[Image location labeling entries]
[start]
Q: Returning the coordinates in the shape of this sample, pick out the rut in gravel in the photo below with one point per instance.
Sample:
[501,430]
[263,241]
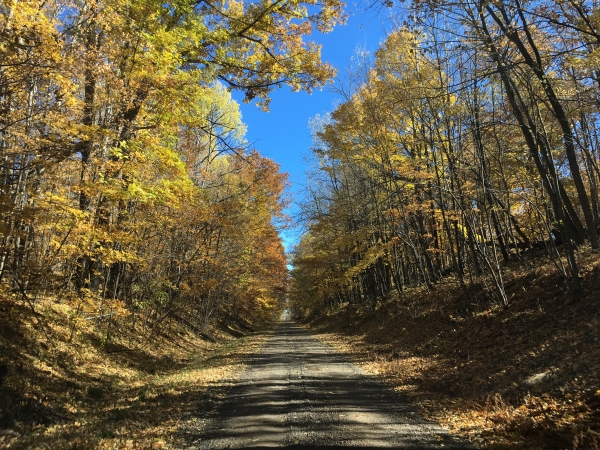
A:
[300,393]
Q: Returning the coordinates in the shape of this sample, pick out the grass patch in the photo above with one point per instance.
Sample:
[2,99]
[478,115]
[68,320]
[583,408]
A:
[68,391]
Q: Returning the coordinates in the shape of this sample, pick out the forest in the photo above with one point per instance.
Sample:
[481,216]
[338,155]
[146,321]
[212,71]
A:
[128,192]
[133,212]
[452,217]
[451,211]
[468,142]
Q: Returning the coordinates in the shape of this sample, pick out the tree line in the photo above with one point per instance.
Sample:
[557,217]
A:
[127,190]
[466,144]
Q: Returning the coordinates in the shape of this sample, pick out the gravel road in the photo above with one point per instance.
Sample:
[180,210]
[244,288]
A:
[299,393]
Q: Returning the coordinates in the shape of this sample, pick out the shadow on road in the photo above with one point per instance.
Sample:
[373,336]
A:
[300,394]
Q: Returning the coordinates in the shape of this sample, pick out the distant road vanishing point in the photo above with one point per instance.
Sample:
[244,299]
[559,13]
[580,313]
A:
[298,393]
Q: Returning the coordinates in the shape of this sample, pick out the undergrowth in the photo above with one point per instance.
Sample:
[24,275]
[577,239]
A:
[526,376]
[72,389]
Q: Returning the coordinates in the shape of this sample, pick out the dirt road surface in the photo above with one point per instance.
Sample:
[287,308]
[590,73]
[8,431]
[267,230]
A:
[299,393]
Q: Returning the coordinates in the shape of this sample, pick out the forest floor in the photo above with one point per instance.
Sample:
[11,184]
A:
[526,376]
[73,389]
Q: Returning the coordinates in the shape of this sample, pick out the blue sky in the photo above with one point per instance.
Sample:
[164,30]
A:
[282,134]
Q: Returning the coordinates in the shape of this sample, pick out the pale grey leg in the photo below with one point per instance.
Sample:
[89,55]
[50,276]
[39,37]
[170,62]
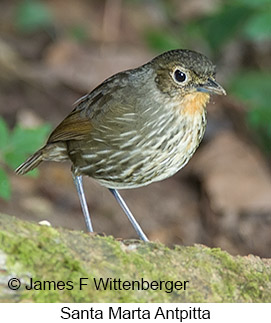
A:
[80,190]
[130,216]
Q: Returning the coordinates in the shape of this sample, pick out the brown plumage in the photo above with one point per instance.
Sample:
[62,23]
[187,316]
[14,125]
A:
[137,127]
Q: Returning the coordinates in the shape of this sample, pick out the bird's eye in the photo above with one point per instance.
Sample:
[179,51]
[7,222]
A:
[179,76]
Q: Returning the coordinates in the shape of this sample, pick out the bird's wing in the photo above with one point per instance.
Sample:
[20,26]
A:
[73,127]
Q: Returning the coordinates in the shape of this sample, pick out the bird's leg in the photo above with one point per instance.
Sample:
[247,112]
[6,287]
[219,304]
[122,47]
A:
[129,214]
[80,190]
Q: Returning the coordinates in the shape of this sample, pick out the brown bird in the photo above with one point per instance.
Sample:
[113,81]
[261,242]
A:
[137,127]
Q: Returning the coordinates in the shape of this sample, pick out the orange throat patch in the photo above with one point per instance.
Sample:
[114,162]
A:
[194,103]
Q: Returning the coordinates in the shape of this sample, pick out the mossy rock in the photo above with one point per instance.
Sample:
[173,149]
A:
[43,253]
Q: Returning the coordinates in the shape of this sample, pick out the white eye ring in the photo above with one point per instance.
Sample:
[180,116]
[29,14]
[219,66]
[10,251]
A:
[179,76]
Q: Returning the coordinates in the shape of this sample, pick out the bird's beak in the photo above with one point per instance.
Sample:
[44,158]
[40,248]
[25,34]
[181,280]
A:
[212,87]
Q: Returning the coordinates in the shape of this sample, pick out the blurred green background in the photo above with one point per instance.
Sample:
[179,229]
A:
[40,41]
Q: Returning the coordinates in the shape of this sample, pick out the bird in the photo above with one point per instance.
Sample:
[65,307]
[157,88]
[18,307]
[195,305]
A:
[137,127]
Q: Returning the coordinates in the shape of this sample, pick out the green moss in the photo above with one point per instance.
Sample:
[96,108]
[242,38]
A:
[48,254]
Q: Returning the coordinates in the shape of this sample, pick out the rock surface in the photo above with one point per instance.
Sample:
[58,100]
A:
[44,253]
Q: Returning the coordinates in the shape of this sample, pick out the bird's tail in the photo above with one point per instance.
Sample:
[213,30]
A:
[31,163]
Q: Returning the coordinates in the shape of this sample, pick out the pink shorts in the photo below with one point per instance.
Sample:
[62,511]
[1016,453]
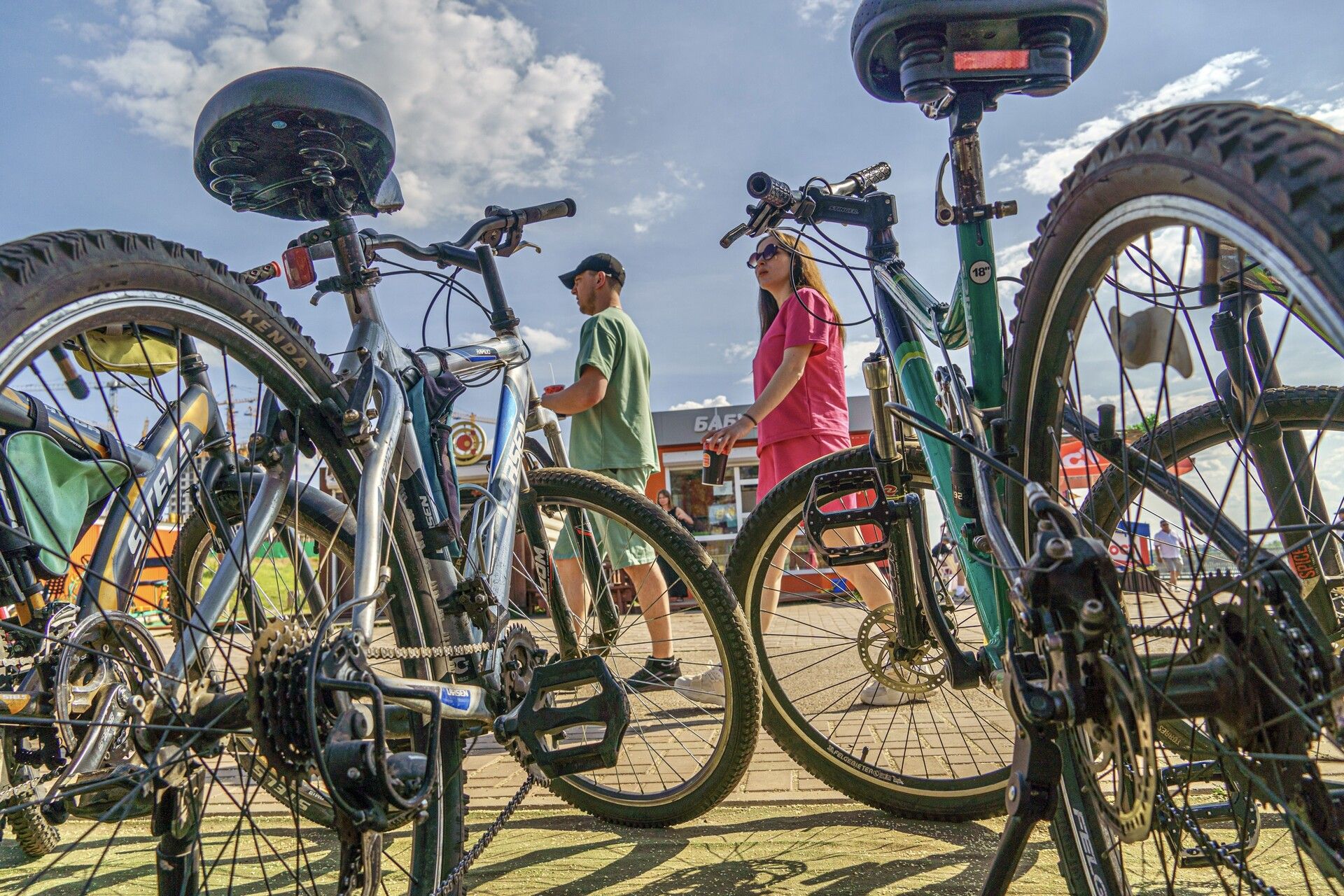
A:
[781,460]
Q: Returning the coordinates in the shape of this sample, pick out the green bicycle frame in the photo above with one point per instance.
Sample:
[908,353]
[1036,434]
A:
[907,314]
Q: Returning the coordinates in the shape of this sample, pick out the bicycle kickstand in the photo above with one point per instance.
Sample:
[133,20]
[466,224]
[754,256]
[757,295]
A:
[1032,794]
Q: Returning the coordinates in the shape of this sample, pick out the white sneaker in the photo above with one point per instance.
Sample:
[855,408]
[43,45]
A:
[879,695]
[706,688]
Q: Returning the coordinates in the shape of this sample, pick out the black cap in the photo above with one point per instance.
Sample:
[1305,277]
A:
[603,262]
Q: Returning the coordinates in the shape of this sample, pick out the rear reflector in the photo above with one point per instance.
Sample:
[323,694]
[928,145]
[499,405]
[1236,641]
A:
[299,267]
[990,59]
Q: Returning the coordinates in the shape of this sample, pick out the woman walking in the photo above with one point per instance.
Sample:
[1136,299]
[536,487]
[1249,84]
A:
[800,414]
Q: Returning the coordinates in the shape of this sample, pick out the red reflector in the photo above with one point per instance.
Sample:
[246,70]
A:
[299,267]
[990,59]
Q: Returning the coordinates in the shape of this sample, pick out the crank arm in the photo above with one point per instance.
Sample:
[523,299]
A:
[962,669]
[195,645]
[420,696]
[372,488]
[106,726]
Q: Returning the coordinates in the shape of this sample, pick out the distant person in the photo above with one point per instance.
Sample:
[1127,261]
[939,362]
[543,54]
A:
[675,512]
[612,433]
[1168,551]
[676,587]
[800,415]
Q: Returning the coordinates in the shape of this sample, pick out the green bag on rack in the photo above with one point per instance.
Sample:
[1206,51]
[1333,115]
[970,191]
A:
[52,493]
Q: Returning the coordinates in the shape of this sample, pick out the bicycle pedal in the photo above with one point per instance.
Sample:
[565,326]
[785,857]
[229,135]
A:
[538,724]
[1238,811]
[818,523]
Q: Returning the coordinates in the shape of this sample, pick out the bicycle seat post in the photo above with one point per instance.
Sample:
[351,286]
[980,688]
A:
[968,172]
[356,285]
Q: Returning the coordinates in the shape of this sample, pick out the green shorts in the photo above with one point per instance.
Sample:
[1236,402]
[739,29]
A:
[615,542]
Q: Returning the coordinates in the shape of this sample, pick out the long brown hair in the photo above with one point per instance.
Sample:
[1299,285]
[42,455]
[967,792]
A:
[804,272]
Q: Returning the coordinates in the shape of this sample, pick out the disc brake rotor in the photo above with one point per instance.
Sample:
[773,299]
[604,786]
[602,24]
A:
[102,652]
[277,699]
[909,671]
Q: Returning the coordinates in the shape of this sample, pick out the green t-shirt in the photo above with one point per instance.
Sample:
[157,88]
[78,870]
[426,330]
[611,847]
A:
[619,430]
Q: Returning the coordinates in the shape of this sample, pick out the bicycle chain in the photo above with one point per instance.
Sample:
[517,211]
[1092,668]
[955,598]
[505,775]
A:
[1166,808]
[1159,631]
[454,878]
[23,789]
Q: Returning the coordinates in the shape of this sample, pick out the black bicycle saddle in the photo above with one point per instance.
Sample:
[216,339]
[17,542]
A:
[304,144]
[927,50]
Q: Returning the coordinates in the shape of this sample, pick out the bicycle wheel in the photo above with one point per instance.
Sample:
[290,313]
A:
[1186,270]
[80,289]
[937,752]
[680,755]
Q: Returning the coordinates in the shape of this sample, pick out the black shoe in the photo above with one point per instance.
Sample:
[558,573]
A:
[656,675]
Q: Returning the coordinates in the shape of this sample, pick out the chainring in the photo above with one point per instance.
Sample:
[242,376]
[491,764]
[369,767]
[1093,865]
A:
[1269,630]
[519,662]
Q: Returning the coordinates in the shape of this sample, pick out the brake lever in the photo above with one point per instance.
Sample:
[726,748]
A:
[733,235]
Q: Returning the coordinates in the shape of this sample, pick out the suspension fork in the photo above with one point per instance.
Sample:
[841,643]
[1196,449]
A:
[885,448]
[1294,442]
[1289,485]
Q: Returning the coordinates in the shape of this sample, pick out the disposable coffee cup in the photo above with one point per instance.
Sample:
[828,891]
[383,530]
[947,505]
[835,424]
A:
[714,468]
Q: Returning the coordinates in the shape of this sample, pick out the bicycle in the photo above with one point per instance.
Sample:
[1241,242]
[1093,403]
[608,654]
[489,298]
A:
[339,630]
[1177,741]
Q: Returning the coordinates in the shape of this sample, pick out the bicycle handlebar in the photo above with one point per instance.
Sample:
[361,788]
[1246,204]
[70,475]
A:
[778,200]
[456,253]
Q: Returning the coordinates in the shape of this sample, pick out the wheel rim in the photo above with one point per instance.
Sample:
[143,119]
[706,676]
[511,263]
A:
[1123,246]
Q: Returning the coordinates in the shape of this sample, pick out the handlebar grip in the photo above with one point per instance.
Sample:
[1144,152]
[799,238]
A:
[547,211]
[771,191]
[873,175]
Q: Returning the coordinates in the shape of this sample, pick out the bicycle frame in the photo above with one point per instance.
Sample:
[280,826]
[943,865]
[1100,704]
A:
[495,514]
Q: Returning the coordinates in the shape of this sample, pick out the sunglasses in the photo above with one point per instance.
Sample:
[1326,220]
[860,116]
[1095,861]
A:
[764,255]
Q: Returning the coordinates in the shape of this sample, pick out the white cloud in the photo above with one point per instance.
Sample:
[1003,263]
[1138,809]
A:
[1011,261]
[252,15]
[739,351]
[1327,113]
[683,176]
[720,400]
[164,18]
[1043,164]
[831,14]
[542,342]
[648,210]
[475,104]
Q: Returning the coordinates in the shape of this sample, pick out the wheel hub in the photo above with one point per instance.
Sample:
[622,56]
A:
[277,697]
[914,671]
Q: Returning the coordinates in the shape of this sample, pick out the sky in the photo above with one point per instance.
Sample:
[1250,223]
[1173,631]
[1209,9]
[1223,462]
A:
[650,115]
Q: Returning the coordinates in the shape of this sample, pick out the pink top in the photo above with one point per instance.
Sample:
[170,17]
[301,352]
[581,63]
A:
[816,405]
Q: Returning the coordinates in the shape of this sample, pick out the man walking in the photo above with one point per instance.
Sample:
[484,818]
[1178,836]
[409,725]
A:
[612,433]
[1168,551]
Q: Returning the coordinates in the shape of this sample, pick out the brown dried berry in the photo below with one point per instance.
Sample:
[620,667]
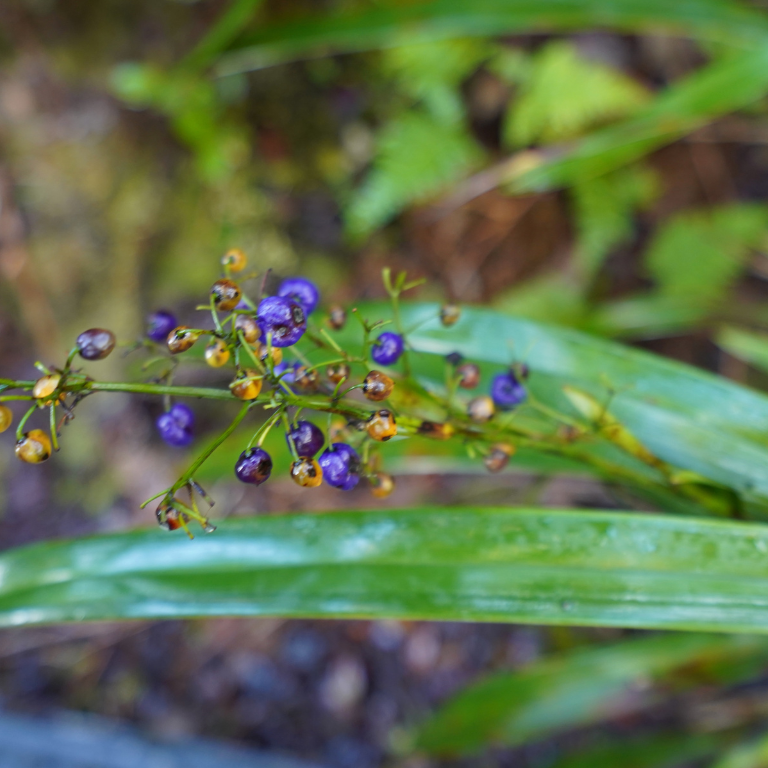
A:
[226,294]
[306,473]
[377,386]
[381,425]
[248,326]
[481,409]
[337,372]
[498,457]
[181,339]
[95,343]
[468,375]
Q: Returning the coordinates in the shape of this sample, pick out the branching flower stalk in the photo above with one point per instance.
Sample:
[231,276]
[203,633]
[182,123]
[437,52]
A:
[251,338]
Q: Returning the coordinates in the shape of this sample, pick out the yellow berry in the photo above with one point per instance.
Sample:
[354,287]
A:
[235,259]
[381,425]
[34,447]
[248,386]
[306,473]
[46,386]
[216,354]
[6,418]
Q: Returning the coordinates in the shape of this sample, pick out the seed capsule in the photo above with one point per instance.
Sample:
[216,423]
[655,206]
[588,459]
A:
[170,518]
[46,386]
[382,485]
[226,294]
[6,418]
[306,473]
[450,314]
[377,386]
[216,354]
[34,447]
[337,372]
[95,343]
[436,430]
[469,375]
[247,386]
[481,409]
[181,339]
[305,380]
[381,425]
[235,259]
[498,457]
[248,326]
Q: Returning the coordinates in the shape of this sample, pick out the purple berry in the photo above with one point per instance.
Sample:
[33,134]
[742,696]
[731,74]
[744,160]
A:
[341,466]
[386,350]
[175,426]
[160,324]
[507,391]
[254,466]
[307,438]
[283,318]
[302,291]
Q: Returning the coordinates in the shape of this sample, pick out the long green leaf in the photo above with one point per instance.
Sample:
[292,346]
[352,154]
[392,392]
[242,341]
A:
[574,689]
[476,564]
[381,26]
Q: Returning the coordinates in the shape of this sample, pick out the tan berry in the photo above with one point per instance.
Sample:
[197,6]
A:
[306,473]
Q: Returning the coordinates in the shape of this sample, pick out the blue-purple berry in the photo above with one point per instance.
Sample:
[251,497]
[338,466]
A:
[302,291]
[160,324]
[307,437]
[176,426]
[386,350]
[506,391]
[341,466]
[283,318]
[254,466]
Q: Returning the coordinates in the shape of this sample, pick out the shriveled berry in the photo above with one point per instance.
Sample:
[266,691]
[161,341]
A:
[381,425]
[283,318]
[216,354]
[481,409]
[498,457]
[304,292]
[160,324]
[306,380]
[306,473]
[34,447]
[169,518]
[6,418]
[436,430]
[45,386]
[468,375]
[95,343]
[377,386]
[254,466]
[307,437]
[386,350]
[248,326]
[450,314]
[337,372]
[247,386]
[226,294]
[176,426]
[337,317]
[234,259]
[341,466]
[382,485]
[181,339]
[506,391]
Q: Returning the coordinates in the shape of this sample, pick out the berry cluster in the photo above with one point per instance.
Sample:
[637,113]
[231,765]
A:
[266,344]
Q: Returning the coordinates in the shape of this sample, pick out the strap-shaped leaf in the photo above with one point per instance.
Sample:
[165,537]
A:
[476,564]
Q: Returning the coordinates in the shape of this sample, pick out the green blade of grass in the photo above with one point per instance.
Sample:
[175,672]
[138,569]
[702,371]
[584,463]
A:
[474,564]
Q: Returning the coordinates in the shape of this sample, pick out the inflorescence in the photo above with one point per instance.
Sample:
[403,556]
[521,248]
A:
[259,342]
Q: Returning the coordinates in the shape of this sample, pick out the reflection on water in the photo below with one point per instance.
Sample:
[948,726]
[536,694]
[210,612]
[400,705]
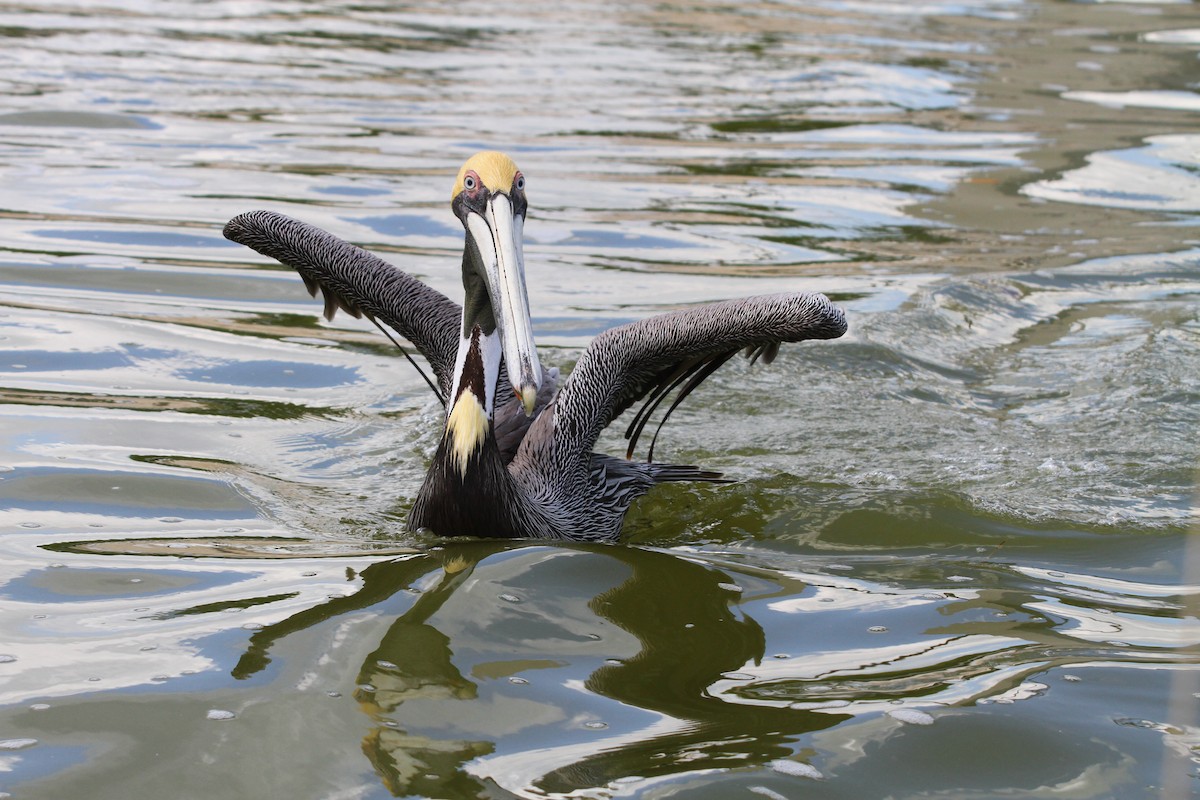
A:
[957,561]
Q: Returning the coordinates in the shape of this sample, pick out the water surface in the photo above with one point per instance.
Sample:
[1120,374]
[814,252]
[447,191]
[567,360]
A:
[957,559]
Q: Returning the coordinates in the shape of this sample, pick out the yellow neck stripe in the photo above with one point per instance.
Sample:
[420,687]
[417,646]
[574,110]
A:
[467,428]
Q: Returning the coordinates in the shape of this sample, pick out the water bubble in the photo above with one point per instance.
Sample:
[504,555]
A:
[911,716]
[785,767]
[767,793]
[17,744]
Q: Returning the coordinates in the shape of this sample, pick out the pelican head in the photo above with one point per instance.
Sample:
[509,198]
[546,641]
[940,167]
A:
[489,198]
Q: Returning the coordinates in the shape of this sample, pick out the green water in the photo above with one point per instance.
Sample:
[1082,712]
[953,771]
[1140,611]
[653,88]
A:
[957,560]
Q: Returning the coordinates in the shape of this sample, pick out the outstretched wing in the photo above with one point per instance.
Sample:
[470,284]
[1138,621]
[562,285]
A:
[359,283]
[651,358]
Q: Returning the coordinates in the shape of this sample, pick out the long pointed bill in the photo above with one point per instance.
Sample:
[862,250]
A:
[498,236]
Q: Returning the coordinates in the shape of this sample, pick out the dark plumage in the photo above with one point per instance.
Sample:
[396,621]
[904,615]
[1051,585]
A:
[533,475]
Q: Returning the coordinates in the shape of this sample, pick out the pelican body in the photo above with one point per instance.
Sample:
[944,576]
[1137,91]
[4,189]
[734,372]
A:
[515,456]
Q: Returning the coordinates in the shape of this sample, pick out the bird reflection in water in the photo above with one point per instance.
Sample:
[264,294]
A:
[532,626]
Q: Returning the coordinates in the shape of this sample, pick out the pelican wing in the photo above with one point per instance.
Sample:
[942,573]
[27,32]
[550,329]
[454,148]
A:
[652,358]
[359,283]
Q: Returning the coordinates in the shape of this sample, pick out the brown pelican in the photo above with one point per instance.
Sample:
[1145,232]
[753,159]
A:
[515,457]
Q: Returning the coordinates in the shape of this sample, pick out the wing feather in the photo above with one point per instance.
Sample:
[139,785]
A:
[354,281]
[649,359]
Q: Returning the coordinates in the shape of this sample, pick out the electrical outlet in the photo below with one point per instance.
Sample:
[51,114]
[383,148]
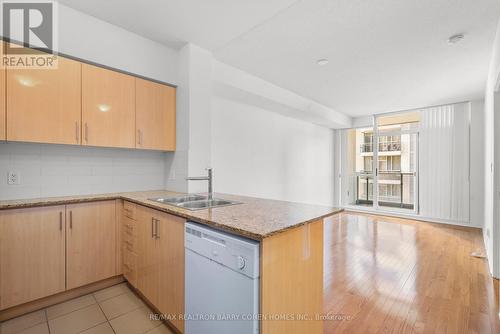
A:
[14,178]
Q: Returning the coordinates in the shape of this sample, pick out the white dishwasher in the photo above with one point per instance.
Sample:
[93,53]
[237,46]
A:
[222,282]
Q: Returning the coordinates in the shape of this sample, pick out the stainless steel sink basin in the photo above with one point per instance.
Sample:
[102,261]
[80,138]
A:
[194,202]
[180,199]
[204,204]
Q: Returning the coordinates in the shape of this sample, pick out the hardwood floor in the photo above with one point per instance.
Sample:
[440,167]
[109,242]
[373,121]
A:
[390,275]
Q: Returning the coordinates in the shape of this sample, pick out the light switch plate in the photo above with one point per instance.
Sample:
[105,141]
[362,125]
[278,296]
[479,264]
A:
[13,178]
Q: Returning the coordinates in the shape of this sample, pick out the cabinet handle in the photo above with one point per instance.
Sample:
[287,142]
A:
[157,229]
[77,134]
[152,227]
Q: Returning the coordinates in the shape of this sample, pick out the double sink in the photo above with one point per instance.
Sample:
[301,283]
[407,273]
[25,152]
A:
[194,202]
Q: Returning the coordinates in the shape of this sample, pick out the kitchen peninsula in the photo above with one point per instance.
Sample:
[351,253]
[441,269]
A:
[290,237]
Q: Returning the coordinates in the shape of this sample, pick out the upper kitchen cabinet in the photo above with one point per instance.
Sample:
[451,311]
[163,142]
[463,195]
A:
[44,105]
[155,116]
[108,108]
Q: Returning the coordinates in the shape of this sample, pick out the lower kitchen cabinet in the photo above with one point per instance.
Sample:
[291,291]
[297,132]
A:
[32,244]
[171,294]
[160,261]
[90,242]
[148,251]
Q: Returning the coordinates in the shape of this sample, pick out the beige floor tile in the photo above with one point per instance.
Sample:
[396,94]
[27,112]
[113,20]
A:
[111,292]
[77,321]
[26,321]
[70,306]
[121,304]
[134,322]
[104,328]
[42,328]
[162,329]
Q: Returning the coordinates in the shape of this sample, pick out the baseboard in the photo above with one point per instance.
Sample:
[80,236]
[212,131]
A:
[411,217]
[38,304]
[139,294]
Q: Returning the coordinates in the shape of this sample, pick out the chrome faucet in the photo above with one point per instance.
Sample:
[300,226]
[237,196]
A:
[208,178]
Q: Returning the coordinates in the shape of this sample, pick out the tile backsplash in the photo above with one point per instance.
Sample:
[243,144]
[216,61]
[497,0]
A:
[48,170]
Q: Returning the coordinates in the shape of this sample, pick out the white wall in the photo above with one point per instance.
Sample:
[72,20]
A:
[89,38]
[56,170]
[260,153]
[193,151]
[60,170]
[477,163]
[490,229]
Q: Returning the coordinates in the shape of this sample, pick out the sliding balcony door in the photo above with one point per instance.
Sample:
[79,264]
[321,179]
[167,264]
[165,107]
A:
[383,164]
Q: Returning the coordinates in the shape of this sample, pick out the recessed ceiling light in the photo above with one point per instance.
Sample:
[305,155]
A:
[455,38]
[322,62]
[end]
» DIRECTIONS FOR THIS TASK
Make an exact copy of every line from the one with "out the lower" to the end of the data, with the first and last of those lines included.

» EXPECTED ANSWER
Q: Returning the coordinates in the shape of this sample, pick out the lower kitchen cabinet in the photo above with one point per instance.
Sample:
[291,291]
[297,132]
A:
[32,244]
[171,294]
[160,261]
[90,242]
[148,251]
Q: Returning the coordinates in the shape of this sample, pick out the beige floor tile in the photo above with one point per instance.
Sample:
[396,94]
[27,112]
[113,20]
A:
[111,292]
[77,321]
[26,321]
[70,306]
[121,304]
[134,322]
[104,328]
[42,328]
[162,329]
Q: Returning the coordinates in the shape of this sample, pick out the baseboard in the photo above with one point per instance.
Sample:
[80,236]
[212,131]
A:
[411,217]
[38,304]
[139,294]
Q: Returning the coordinates in the shape of this sample, pick out the chrome faucet in the photo above with one point per instance.
Sample:
[300,226]
[237,196]
A:
[208,178]
Q: Returning the coordinates in the shape of this sample, pick out the tile backsplash in the photo above with one point per instance.
Sample:
[243,144]
[216,61]
[497,0]
A:
[48,170]
Q: Returning the coordinates in the shape of this sample, pick out the white wall in the photo above with one point per instance.
Sample:
[72,20]
A:
[89,38]
[56,170]
[260,153]
[193,151]
[60,170]
[477,163]
[490,229]
Q: Returning the coordinates in the shape of this sample, pick out the sliding balcony door in the photo above with one point per instance.
Sample:
[79,264]
[321,179]
[167,264]
[165,107]
A:
[383,164]
Q: Returning the coordinates in the shape of this sample, pick out the recessed ceiling light in the photo above with one point per instance.
Sample:
[305,155]
A:
[455,38]
[322,62]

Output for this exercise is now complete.